» **SHORT TASK A**
In the article on the proposed sovereign wealth fund below, what option did Lim Guan Eng say the new fund would be better than?
» **SHORT TASK B**
Write the next few sentences of the article on the proposed sovereign wealth fund below, picking up after its final sentence.

» **SUPPLIED PASSAGE**
——

KUALA LUMPUR: The government should set up a new sovereign wealth fund as part of its efforts to improve transparency and accountability in managing oil and gas revenue, said former finance minister Lim Guan Eng.
The Bagan MP said this was better than recommendations to list the national oil company Petroliam Nasional Bhd (Petronas) via an initial public offering (IPO).
Using the Government Pension Fund of Norway (GPFN) as an example, Lim said creating a similar fund is something that can benefit all Malaysians.
“This model is relevant for Petronas because the GPFN has many similarities with the (national oil) company. Like Petronas, the Norwegian fund is a government entity with a long-term mandate to manage wealth from the oil and gas sector.
“Malaysia owes RM1.5 trillion in debts (and liabilities), but the GPFN has more than US$1 trillion in assets. The main aim of this fund is to help the Norwegian government ensure the country’s citizens benefit from the pension fund,” he said while debating the Supply Bill 2023 in parliament today.

——

» **SUPPLIED DATA**
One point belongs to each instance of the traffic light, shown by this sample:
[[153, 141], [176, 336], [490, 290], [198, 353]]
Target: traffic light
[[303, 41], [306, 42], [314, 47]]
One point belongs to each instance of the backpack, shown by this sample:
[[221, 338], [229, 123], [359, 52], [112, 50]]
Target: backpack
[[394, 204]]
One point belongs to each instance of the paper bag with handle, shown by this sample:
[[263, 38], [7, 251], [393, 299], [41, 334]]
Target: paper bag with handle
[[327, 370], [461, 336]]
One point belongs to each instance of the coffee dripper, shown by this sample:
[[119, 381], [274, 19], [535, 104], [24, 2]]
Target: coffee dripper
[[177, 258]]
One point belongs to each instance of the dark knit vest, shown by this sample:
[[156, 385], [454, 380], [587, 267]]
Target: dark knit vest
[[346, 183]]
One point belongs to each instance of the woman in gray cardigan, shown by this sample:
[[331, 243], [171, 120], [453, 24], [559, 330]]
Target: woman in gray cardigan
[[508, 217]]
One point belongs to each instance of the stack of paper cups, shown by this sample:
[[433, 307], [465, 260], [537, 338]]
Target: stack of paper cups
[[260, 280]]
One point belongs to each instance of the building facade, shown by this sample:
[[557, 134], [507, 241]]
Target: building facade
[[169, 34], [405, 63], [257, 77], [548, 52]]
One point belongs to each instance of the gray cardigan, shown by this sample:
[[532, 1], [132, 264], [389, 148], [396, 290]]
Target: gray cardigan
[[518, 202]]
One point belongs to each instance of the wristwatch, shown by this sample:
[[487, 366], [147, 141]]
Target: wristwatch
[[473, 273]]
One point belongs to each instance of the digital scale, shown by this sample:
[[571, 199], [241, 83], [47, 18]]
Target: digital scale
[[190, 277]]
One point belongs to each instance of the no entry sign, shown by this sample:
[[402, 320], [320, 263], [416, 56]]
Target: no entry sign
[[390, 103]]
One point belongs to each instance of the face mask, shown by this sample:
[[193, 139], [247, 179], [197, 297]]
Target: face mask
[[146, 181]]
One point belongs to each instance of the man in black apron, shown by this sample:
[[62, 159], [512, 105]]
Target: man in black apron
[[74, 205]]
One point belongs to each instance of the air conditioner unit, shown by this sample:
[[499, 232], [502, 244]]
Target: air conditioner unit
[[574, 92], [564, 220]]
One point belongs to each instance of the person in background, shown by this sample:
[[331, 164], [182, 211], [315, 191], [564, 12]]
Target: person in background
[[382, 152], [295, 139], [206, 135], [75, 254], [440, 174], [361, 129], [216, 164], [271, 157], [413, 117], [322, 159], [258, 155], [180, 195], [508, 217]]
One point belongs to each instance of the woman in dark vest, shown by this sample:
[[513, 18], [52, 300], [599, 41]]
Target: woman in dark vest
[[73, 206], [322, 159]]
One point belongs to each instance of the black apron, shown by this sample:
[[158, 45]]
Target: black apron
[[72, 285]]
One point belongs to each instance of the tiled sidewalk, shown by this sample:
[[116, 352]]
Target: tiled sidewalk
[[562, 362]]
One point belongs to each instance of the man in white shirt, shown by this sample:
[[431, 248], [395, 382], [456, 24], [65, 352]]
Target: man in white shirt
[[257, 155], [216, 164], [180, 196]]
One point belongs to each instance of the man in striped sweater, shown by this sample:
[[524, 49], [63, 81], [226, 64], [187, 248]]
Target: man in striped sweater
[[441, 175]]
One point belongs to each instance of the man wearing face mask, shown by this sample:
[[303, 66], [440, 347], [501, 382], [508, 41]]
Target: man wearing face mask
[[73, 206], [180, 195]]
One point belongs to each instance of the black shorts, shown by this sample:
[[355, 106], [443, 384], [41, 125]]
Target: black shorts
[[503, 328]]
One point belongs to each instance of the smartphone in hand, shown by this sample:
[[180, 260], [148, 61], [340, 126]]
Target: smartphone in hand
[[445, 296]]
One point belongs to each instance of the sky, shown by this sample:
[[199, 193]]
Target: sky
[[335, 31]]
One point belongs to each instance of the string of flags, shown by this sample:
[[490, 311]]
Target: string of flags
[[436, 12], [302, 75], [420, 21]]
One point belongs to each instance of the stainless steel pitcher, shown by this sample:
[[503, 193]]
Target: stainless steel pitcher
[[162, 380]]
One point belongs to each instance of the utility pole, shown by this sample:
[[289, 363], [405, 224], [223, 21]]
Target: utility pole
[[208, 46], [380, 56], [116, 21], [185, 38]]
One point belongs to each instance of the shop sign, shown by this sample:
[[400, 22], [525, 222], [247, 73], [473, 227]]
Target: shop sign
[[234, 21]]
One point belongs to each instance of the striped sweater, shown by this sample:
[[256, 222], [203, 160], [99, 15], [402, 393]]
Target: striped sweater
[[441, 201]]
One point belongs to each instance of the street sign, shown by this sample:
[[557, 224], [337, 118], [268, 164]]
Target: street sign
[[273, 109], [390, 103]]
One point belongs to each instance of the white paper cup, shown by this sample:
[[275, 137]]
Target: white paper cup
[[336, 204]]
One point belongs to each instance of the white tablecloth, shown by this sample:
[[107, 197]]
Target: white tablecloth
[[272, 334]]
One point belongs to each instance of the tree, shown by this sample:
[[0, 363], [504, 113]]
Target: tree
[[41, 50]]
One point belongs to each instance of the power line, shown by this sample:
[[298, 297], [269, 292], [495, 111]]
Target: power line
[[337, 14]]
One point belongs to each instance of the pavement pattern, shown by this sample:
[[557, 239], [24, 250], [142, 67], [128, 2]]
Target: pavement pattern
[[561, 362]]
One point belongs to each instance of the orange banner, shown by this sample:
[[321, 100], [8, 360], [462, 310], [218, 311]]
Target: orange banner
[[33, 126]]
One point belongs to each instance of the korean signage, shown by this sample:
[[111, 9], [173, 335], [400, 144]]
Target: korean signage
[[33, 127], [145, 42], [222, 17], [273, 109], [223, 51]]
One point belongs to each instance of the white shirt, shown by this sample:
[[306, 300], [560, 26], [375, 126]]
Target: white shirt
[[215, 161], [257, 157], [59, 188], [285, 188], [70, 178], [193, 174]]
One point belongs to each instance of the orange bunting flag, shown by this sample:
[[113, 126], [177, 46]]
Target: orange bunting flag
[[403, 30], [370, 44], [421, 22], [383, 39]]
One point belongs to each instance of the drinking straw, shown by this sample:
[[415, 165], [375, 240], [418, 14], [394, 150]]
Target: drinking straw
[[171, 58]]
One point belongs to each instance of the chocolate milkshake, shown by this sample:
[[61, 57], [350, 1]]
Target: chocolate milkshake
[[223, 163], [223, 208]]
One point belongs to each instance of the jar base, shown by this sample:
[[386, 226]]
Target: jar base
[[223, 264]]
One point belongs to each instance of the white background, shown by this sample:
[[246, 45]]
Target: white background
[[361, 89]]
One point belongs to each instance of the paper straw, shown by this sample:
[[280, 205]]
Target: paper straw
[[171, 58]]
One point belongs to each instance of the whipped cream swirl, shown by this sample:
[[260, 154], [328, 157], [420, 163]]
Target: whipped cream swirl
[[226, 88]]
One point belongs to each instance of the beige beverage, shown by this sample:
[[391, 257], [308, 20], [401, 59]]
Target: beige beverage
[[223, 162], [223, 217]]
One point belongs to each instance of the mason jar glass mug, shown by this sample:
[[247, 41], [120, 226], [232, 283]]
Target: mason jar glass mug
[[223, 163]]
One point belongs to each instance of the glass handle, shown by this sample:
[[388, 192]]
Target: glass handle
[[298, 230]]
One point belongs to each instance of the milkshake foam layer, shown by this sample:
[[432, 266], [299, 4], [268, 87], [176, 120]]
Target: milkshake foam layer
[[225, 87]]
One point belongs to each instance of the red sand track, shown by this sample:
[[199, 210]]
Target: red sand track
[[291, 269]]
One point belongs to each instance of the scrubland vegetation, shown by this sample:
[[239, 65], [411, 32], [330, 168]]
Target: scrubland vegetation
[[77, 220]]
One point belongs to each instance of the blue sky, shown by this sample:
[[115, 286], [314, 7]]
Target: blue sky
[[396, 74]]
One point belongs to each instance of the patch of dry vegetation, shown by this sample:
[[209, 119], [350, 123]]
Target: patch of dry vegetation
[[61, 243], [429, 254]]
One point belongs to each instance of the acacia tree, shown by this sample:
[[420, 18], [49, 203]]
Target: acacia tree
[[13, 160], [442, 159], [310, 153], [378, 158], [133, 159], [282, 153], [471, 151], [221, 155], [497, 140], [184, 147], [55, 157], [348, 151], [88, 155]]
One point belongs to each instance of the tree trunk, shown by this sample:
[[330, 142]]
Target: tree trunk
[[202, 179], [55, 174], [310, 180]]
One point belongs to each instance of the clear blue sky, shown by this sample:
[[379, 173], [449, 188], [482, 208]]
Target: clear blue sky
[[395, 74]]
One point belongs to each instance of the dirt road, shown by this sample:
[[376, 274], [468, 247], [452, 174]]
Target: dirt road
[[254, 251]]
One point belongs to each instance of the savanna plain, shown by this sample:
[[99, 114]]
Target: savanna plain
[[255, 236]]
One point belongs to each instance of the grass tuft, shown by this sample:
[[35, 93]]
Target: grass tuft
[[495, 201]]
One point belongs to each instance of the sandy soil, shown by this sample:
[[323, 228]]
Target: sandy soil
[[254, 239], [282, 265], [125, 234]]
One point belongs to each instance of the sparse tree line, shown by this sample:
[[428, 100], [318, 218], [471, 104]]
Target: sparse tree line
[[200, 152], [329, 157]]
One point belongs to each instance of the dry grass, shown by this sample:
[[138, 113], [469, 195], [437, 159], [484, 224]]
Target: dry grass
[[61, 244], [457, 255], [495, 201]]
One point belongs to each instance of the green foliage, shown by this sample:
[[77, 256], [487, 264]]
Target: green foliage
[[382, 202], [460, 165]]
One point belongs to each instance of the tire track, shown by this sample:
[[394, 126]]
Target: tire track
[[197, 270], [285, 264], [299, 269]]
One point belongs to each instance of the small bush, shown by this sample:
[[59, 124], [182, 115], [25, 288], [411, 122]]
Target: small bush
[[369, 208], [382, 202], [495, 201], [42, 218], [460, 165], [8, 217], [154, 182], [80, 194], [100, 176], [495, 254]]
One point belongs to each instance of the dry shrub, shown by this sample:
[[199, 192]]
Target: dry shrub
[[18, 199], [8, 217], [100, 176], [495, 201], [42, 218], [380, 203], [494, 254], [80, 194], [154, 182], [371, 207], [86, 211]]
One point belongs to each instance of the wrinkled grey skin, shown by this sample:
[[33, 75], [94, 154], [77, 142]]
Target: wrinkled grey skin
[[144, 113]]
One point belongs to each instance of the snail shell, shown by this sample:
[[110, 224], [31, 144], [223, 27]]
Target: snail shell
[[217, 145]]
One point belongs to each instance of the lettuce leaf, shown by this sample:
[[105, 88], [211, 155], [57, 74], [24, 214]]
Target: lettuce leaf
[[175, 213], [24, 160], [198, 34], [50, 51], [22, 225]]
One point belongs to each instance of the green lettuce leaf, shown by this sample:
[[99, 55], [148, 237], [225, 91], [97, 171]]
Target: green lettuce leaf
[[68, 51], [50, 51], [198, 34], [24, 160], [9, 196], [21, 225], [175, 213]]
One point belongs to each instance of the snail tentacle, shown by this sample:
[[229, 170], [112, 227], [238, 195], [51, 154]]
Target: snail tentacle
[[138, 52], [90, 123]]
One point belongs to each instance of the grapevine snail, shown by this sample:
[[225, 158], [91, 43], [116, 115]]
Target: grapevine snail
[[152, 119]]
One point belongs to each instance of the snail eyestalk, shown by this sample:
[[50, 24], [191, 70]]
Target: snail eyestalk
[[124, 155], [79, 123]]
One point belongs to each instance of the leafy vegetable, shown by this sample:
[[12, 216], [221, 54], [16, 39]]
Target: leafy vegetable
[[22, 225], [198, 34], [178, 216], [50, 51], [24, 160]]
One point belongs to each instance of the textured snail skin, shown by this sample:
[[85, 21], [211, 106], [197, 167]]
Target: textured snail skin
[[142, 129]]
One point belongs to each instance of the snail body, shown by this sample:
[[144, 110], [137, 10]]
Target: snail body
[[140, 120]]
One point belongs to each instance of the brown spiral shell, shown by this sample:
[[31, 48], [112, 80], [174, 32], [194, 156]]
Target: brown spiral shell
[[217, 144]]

——

» **FINAL RESULT A**
Listing Petronas through an initial public offering (IPO).

» **FINAL RESULT B**
The GPFN comprises two sovereign wealth funds wholly owned by the Norwegian government.
One of the two funds, the Government Pension Fund Global, also known as the Oil Fund, was established in 1990 to invest in the Norwegian oil sector’s surplus revenue, and it currently owns over US$1.19 trillion in assets and holds 1.4 per cent of all of the world’s listed companies, making it one of the world’s largest sovereign funds.
Lim said Petronas is a national treasure that Malaysians should fully own, and using the company to pay off government debts is moving the responsibility away from those who made the borrowings.
“Therefore, the federal government should settle the debts by itself and not rely on Petronas to do so.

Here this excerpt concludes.